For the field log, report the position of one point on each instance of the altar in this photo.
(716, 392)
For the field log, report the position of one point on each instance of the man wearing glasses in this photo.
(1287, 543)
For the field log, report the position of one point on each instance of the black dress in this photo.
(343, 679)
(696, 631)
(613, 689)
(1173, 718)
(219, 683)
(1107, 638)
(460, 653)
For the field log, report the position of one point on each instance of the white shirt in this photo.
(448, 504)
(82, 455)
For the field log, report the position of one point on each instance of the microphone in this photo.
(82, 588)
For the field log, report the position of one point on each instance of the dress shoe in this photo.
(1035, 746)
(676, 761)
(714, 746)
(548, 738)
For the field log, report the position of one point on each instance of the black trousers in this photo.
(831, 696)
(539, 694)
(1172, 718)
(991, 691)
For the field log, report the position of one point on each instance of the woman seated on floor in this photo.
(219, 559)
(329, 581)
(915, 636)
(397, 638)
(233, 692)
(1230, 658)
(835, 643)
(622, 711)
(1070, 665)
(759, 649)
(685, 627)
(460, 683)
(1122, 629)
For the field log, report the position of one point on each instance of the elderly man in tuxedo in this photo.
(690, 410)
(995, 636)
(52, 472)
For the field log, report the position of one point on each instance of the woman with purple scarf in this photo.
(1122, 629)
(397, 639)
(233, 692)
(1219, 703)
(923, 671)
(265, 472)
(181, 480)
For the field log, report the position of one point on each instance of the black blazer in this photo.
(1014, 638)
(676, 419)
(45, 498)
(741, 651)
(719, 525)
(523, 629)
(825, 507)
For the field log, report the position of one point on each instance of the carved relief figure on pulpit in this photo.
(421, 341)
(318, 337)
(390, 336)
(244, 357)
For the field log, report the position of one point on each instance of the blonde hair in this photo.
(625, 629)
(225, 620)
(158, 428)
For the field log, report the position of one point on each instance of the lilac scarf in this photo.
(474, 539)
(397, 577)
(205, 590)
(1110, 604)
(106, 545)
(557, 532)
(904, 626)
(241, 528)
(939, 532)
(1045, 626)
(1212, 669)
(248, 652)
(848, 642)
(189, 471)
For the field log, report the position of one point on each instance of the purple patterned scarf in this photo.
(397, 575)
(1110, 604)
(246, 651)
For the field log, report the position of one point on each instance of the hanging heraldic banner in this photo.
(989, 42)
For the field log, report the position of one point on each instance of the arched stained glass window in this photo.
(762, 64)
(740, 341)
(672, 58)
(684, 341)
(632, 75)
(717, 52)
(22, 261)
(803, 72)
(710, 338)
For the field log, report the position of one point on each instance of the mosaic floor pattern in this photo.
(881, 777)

----------------------------------------

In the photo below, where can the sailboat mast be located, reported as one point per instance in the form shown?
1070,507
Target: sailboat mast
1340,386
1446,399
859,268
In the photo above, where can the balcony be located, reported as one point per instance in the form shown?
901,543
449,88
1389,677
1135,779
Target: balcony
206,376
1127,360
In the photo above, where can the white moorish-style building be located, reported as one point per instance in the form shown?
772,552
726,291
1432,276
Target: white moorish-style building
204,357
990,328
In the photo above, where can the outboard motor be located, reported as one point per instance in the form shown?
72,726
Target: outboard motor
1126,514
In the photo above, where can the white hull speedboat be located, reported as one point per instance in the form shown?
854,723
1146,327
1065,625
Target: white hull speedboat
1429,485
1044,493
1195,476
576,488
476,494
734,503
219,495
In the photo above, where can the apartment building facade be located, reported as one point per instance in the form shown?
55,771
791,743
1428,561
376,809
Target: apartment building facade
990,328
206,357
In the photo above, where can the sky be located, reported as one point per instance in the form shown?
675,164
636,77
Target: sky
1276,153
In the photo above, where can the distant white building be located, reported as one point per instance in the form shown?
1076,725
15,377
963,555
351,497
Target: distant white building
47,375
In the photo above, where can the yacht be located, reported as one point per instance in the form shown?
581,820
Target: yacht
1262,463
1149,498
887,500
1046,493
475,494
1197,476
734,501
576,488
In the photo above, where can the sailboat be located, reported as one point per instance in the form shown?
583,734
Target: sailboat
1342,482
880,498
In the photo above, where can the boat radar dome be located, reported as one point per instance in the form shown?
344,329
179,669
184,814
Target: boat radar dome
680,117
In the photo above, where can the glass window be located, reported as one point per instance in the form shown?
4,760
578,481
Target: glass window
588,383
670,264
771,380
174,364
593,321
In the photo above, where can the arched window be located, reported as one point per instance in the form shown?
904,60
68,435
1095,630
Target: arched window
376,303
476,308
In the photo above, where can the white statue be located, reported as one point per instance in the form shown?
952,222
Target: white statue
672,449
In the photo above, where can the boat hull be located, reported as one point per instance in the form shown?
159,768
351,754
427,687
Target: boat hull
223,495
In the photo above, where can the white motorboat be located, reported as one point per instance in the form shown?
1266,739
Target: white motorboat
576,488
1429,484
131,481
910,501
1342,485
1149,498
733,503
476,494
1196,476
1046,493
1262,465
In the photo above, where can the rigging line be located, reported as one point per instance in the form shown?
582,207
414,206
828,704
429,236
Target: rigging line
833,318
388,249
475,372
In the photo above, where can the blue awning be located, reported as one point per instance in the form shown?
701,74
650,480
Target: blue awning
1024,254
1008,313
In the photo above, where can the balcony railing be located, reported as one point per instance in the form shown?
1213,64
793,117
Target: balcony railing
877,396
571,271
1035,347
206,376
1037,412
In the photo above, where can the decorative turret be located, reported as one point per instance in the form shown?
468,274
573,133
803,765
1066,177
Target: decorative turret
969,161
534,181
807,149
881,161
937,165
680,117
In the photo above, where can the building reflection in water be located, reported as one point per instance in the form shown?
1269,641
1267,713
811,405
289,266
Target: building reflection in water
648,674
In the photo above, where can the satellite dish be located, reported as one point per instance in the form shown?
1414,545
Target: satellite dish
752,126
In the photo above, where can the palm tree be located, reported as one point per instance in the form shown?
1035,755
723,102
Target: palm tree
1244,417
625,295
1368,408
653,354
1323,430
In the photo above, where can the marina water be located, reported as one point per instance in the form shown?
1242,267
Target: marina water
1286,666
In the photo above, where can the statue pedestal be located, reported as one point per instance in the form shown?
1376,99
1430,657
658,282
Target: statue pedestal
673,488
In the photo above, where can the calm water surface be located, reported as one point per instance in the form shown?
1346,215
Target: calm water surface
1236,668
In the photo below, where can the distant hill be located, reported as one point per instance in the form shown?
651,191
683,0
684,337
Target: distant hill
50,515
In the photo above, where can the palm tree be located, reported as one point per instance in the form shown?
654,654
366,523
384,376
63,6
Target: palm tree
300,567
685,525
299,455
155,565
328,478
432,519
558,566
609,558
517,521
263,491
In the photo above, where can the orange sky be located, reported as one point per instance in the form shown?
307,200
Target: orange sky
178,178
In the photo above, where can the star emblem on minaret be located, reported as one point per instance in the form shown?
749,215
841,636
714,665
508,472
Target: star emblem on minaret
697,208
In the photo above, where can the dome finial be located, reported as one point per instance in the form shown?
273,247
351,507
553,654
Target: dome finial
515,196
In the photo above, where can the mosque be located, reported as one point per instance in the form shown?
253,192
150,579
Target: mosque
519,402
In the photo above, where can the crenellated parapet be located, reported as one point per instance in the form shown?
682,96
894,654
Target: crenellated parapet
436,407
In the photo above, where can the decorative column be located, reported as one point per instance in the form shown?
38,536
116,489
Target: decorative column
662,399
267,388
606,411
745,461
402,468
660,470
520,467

----------------------------------------

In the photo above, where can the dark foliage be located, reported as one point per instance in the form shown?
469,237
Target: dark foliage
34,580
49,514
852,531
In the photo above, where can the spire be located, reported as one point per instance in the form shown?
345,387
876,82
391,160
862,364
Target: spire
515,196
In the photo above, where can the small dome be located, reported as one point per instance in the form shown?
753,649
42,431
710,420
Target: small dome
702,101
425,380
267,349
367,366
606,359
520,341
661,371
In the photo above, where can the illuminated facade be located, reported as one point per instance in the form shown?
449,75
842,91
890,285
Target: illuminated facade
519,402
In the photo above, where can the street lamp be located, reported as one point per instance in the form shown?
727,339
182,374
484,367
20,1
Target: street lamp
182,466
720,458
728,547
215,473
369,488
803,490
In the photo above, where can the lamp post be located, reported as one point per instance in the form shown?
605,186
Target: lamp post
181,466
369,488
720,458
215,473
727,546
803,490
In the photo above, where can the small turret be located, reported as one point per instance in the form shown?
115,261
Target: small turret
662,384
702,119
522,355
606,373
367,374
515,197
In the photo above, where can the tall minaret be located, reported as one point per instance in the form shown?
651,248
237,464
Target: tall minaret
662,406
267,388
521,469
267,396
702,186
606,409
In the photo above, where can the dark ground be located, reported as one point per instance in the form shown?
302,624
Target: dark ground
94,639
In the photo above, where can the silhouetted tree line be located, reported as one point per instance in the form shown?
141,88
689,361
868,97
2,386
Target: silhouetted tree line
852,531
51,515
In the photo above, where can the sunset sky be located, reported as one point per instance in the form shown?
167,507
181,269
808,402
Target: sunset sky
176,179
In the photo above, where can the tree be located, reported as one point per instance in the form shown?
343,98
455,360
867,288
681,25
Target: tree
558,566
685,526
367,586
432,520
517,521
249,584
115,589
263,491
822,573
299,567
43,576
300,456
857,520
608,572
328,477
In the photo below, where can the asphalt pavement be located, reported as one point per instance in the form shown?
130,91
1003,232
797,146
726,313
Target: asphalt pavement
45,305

----------------------------------------

The answer must consist of every line above that contains the word "below".

- [RESPONSE TO THIS EXERCISE]
In the photo below, where can the sailboat mast be located, reported as one point per instance in the form shown?
In the photo below, where can the distant hill be located, reported as one point per instance in the form shown?
In the photo below, where can the asphalt pavement be located, reported as one point per instance in the form shown?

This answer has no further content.